__About this exercise__
What you return must match the records exactly, line for line.

__Data provided__
== Segment start ==
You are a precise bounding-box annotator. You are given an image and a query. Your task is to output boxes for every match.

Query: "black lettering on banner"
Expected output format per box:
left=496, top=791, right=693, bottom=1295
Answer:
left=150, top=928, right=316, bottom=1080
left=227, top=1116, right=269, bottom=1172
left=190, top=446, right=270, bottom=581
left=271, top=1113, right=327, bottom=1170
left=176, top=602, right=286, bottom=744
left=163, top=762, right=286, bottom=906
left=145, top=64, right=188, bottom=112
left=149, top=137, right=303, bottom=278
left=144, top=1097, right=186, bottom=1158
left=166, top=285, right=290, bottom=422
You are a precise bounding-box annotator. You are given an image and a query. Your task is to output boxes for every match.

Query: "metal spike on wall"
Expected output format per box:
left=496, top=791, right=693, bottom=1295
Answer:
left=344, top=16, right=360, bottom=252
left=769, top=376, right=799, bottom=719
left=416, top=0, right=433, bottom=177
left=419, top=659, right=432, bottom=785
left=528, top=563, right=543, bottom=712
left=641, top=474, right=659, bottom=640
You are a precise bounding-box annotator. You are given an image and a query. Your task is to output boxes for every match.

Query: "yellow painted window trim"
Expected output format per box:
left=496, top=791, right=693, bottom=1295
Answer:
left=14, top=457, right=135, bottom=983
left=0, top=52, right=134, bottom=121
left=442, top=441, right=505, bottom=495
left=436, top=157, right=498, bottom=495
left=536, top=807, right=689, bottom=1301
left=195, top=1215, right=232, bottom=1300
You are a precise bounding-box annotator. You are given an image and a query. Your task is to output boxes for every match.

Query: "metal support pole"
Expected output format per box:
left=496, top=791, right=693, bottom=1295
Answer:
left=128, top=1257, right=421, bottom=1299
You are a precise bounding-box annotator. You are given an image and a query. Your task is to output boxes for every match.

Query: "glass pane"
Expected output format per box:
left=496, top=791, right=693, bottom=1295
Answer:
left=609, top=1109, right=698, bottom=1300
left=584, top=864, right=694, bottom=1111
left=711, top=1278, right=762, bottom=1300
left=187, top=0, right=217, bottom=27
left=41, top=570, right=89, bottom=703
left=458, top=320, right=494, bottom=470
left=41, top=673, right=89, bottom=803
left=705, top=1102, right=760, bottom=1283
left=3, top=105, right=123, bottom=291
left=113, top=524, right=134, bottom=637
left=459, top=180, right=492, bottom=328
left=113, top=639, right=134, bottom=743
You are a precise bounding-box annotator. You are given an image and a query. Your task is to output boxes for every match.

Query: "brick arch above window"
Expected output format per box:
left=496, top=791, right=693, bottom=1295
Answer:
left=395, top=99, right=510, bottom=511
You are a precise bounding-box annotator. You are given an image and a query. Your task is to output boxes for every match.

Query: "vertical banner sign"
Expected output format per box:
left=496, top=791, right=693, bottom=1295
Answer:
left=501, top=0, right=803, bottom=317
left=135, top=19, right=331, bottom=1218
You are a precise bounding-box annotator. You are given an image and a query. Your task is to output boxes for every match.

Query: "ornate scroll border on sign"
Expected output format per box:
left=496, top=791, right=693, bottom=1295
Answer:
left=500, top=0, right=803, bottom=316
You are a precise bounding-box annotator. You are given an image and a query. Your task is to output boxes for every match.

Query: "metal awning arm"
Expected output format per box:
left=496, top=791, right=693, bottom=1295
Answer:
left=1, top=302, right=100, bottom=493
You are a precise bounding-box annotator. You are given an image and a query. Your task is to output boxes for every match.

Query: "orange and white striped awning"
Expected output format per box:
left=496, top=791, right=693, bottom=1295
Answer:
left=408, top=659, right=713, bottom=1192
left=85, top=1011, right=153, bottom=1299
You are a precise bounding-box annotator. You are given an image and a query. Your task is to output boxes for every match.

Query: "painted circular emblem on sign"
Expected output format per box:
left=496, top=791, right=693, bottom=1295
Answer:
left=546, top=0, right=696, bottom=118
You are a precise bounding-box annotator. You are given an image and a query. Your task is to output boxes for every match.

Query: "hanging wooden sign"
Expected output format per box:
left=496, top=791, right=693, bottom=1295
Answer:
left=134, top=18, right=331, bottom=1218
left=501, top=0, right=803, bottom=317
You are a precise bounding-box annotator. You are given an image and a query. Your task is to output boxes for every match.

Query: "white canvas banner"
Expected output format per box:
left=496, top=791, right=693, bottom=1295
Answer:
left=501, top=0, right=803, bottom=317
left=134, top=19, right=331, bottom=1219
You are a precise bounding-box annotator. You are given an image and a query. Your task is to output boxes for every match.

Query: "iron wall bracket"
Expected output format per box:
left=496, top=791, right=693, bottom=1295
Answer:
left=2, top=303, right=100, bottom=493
== Segment end ==
__Task response__
You are a precise bounding-box annotator. You are given an image and a query. Your task is to output boxes for every match.

Query: "black lettering on banner"
Expected output format per box:
left=496, top=791, right=693, bottom=1295
Answer:
left=150, top=928, right=316, bottom=1080
left=227, top=1116, right=269, bottom=1172
left=190, top=446, right=270, bottom=581
left=271, top=1113, right=327, bottom=1170
left=176, top=602, right=286, bottom=744
left=163, top=762, right=286, bottom=906
left=145, top=64, right=188, bottom=112
left=149, top=137, right=303, bottom=278
left=144, top=1097, right=186, bottom=1158
left=166, top=285, right=290, bottom=422
You are a precise bounding-box annotator. You are given an image and a query. Your task is to output boxes for every match.

Query: "metal spike on wall"
Expected output format per box:
left=496, top=791, right=693, bottom=1295
Answer:
left=344, top=16, right=360, bottom=252
left=769, top=376, right=799, bottom=719
left=416, top=0, right=433, bottom=177
left=419, top=659, right=432, bottom=785
left=528, top=563, right=543, bottom=712
left=641, top=474, right=659, bottom=640
You are a precise bounding-box annotator. You are given an image and a query. Your task is to output boxes for every match.

Query: "yellow painted window trim"
Expected output format per box:
left=496, top=791, right=693, bottom=1295
Answer:
left=14, top=457, right=135, bottom=983
left=0, top=52, right=134, bottom=121
left=442, top=441, right=505, bottom=495
left=436, top=157, right=498, bottom=495
left=536, top=807, right=689, bottom=1301
left=195, top=1215, right=232, bottom=1300
You are a precise bounding-box annotator. You are given an image and a query. Your task is to output boxes for every match.

Query: "metal support pole"
Expected output format per box:
left=496, top=791, right=693, bottom=1295
Answer:
left=128, top=1257, right=421, bottom=1299
You are a precise bounding-box annotator. You are given an image and a query. Your task is to output boxes for every match.

Query: "glass pane"
Expected output format per box:
left=496, top=791, right=693, bottom=1295
Answer:
left=609, top=1109, right=698, bottom=1300
left=584, top=864, right=694, bottom=1111
left=711, top=1278, right=762, bottom=1300
left=187, top=0, right=217, bottom=27
left=41, top=570, right=89, bottom=703
left=458, top=320, right=494, bottom=470
left=41, top=673, right=89, bottom=803
left=705, top=1102, right=760, bottom=1283
left=3, top=105, right=123, bottom=291
left=113, top=524, right=134, bottom=637
left=459, top=180, right=492, bottom=328
left=113, top=639, right=134, bottom=743
You are a precise bounding-box annotator. You are given an image and a query. Your task is to output boxes for every match.

Query: "brick arch above window"
Expected output format per box:
left=496, top=791, right=693, bottom=1295
Answer:
left=395, top=99, right=510, bottom=511
You are a precise bounding-box annotator. You are given an image and a query. Your task is to output boxes for every match.

Query: "vertical banner sign"
Expected output format per box:
left=496, top=791, right=693, bottom=1295
Answer:
left=501, top=0, right=803, bottom=317
left=135, top=19, right=331, bottom=1218
You are a precise bounding-box annotator. You are given an image and a query. Your task is to output boxes for every match.

Query: "ornate scroll border on sign"
Expected output format per box:
left=496, top=791, right=693, bottom=1295
Answer:
left=500, top=0, right=803, bottom=316
You are a precise bounding-box annotator. You are given an image and a query. Your task is to output boxes for every match.

Query: "metal awning arm"
Expected output format per box:
left=496, top=791, right=693, bottom=1295
Answer:
left=1, top=302, right=100, bottom=493
You are a precise bounding-box annotator. You are given an image and a query. Your task is to output boxes for every match.

Query: "orange and white striped awning"
Expected output format per box:
left=496, top=791, right=693, bottom=1295
Answer:
left=408, top=659, right=713, bottom=1192
left=85, top=1011, right=153, bottom=1299
You are a precise bounding-box annotator. You are given an image and a query. Your task is to output boxes for every match.

Query: "painted circular emblem on sign"
Expected output format per box:
left=496, top=791, right=693, bottom=1295
Answer:
left=546, top=0, right=696, bottom=118
You are a precise bounding-box annotator. You are given an image and a query. Your task is to output boxes for every match.

Query: "hanging wooden sign"
Expected output format per box:
left=496, top=791, right=693, bottom=1295
Answer:
left=134, top=18, right=331, bottom=1218
left=501, top=0, right=803, bottom=317
You are a precise bounding-box annotator. You are given an image and a query. Your task is to output boxes for every match.

Query: "white canvas banner"
Expected output format per box:
left=496, top=791, right=693, bottom=1295
Answer:
left=501, top=0, right=803, bottom=317
left=134, top=19, right=331, bottom=1219
You are a precise bounding-box annotator. You are given an image and a query. Your task is to output boxes for every match.

Query: "iron wall bracket"
Expected output format per box:
left=496, top=791, right=693, bottom=1295
Answer:
left=2, top=303, right=100, bottom=493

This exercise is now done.